> _STATED PROBLEM_: Please pull out each line of the records below that contains the word "beach" and copy it in full. Case counts, so a line with different capitalization doesn't match.

++++++++

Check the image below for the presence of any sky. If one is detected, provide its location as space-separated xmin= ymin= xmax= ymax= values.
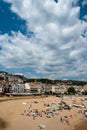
xmin=0 ymin=0 xmax=87 ymax=81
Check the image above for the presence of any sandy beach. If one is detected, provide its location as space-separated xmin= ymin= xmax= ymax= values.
xmin=0 ymin=96 xmax=87 ymax=130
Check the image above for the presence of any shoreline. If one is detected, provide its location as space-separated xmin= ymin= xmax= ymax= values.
xmin=0 ymin=96 xmax=87 ymax=130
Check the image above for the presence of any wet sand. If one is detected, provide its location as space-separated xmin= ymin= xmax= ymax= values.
xmin=0 ymin=96 xmax=87 ymax=130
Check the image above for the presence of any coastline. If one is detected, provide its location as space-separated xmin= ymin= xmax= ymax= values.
xmin=0 ymin=96 xmax=87 ymax=130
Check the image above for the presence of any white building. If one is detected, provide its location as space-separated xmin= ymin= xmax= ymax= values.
xmin=12 ymin=84 xmax=24 ymax=93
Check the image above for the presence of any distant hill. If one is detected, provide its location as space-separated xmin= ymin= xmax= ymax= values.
xmin=0 ymin=71 xmax=87 ymax=86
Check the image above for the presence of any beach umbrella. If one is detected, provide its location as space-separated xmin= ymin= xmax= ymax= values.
xmin=52 ymin=105 xmax=56 ymax=111
xmin=40 ymin=123 xmax=46 ymax=129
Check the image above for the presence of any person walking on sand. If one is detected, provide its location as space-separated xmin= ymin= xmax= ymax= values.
xmin=60 ymin=117 xmax=63 ymax=123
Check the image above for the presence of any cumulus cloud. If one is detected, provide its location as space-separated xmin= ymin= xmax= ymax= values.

++++++++

> _THE ANSWER_:
Check the image above for the presence of any sandy beach. If one is detected, provide its location as space-separated xmin= ymin= xmax= ymax= values.
Check the image above for the presence of any beach umbrella. If one is detected, provide its location as space-separated xmin= ymin= xmax= ymax= values.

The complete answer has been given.